Reproduce every one of the following items verbatim, with no changes.
*****
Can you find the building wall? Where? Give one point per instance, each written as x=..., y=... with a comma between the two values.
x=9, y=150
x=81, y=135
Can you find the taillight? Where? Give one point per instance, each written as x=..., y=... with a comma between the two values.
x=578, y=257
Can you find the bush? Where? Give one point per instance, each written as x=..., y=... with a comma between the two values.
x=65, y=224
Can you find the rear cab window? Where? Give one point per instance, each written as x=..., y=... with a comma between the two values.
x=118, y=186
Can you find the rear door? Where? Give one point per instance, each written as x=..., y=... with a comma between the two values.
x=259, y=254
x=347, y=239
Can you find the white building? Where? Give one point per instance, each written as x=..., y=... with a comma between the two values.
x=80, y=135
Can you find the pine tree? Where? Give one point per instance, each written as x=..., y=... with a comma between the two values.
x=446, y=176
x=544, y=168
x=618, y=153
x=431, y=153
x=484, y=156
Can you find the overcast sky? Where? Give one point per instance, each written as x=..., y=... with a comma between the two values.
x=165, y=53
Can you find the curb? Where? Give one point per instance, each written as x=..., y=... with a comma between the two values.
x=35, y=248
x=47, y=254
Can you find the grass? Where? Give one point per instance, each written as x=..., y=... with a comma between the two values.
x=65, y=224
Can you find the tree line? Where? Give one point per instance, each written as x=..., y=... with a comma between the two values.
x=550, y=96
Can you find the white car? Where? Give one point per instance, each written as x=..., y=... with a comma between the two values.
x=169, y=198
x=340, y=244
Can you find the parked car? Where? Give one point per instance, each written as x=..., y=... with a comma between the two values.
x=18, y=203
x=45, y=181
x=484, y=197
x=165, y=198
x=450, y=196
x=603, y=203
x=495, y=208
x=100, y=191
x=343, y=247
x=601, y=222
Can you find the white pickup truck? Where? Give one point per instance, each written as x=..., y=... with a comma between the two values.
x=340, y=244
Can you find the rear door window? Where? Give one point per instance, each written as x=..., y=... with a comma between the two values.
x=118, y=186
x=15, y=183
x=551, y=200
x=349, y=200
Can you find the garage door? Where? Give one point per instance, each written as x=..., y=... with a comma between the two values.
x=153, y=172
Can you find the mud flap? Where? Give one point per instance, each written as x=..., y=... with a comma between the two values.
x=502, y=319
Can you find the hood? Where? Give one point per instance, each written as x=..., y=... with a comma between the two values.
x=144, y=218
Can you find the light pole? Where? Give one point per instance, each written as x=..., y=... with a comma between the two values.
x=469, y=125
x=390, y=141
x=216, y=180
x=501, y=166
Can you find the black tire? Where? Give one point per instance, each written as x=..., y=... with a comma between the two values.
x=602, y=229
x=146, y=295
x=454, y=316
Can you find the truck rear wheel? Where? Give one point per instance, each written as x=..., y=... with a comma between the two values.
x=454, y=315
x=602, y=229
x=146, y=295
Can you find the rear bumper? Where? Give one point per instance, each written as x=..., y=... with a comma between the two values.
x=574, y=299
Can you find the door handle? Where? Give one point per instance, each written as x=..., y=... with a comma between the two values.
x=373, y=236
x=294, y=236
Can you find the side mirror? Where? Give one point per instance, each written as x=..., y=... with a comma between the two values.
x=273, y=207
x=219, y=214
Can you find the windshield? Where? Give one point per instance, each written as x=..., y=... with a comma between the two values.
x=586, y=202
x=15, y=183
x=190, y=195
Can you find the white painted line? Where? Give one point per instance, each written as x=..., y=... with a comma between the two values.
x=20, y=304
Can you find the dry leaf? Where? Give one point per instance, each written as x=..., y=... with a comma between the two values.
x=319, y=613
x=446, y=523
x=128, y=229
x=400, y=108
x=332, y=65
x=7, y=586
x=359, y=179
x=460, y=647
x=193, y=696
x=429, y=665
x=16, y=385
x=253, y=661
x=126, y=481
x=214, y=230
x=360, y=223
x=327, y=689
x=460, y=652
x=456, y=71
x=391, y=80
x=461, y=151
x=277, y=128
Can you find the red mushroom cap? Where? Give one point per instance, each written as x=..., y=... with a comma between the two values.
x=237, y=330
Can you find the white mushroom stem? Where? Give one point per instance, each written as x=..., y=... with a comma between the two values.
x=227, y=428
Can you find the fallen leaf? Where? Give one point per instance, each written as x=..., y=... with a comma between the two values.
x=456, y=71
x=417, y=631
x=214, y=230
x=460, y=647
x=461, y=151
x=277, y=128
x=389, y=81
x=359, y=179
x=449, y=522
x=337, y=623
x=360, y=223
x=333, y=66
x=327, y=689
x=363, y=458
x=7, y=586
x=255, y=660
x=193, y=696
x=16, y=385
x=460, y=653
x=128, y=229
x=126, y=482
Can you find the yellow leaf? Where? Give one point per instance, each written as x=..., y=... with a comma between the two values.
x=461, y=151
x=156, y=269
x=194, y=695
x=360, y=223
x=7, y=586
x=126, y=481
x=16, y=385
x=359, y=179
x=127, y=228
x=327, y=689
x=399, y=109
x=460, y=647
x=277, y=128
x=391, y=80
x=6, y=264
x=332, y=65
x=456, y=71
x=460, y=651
*****
▶ ANSWER BELOW
Can you find the building wall? Where? Give one point per instance, each written as x=..., y=... with a comma between the two values.
x=9, y=150
x=81, y=135
Can you find the taillight? Where? Give one point per instance, each written as x=..., y=... with a comma between the two values.
x=578, y=257
Can you find the bush? Where? Give one point per instance, each written as x=..., y=... with a comma between the two values.
x=65, y=224
Can you find the rear cab window? Where? Give one point per instance, each written as x=..., y=... with a comma between the two values.
x=118, y=186
Can you find the rear door? Where? Give one point per instance, each written as x=..., y=... with a comma between the two values.
x=259, y=254
x=347, y=239
Can you find the white building? Where? Give one point per instance, each written as x=..., y=... with a comma between the two values.
x=80, y=135
Can you find the pine tree? Where? Give one point per instance, each written as x=..., y=... with a comma between the two values.
x=446, y=176
x=544, y=168
x=618, y=153
x=431, y=153
x=484, y=156
Can you find the overcast sky? Where? Give one point per instance, each written as x=..., y=... with a comma between the two values.
x=165, y=53
Can you find the curb? Where? Give one point per instance, each written as x=..., y=... with a comma between the two values.
x=35, y=248
x=47, y=254
Can you find the grass? Where? Give one point per instance, each written as x=..., y=... with a comma between the two values.
x=65, y=224
Can you find the tree line? Where? Give one point per instance, each written as x=..., y=... with a comma between the two values.
x=550, y=96
Can you find the white car? Where? Give one point per instance, each written as x=..., y=... with a comma between the two values.
x=169, y=198
x=340, y=244
Can you find the parked car? Where? Give one point per instance, each written as x=..., y=... with a comma between the two values.
x=18, y=203
x=45, y=181
x=484, y=197
x=165, y=198
x=450, y=196
x=603, y=203
x=495, y=208
x=100, y=191
x=343, y=247
x=601, y=222
Can you find the white pickup truck? Where? Give one point per instance, each written as x=..., y=... with a comma between the two values.
x=340, y=244
Can you find the rear door window? Where? Give one point per instance, each written as x=..., y=... with a comma between the two values.
x=118, y=186
x=15, y=183
x=551, y=200
x=349, y=200
Can you find the garage door? Where? Give one point per instance, each written as x=..., y=... with a comma between the two values.
x=153, y=172
Can you find the mud flap? Where? Give one point per instance, each written as x=..., y=... with a comma between the two values.
x=502, y=319
Can you find the hood? Where? Give one point per instance, each written as x=..., y=... with a comma between the two values.
x=144, y=218
Can you find the light pole? Where? Give one point per instance, each written as x=..., y=... with a comma between the two values.
x=469, y=125
x=390, y=141
x=216, y=180
x=501, y=166
Can you find the black tire? Where? Give one point per instance, each written as x=..., y=... with a comma between the two values.
x=602, y=229
x=146, y=295
x=454, y=316
Can you find the truck rear wheel? Where? Give one point per instance, each written as x=..., y=... with a comma between the two values.
x=454, y=315
x=602, y=229
x=146, y=295
Can you find the rear bumper? Where? Give one point per instance, each written as x=..., y=... with a comma between the two values.
x=574, y=299
Can you find the door handle? Where? Give one point per instance, each written as x=..., y=... with a comma between the two values.
x=373, y=236
x=294, y=236
Can you find the side mirror? Where? Give one point per instance, each written as x=..., y=... with a comma between the two values.
x=273, y=207
x=219, y=214
Can you find the windshield? Where? Give one point per instance, each written as x=..., y=... with a comma between the two values.
x=586, y=202
x=15, y=183
x=190, y=195
Can you find the white painted line? Where? Give one point per instance, each written as x=..., y=... with a comma between the two values.
x=20, y=304
Can you find the dry leaf? Where? Give one point per instance, each written as x=..., y=... with a comma between the two values.
x=319, y=613
x=446, y=523
x=128, y=229
x=400, y=108
x=332, y=65
x=7, y=586
x=359, y=179
x=460, y=647
x=193, y=696
x=429, y=665
x=16, y=385
x=253, y=661
x=126, y=481
x=214, y=230
x=360, y=223
x=327, y=689
x=460, y=652
x=456, y=71
x=391, y=80
x=461, y=151
x=277, y=128
Can you find the red mushroom cap? Where? Give one point per instance, each written as x=..., y=... with a comma between the two values.
x=237, y=330
Can you find the white mushroom stem? Where? Give one point per instance, each written as x=..., y=... with a comma between the two values.
x=227, y=428
Can you find the fallen leaf? Where? Give one point per instance, each written as x=..., y=... with a comma between the two values.
x=456, y=71
x=417, y=631
x=214, y=230
x=460, y=647
x=461, y=151
x=277, y=128
x=389, y=81
x=359, y=179
x=449, y=522
x=337, y=623
x=360, y=223
x=333, y=66
x=327, y=689
x=363, y=458
x=7, y=586
x=255, y=660
x=193, y=696
x=16, y=385
x=460, y=653
x=128, y=229
x=126, y=482
Can you find the yellow leaf? Where? Give one point per instance, each written as x=..., y=... with a comma between the two values.
x=461, y=151
x=156, y=269
x=194, y=695
x=360, y=223
x=7, y=586
x=126, y=481
x=16, y=385
x=359, y=179
x=127, y=228
x=327, y=689
x=399, y=109
x=460, y=647
x=277, y=128
x=391, y=80
x=6, y=264
x=332, y=65
x=456, y=71
x=460, y=651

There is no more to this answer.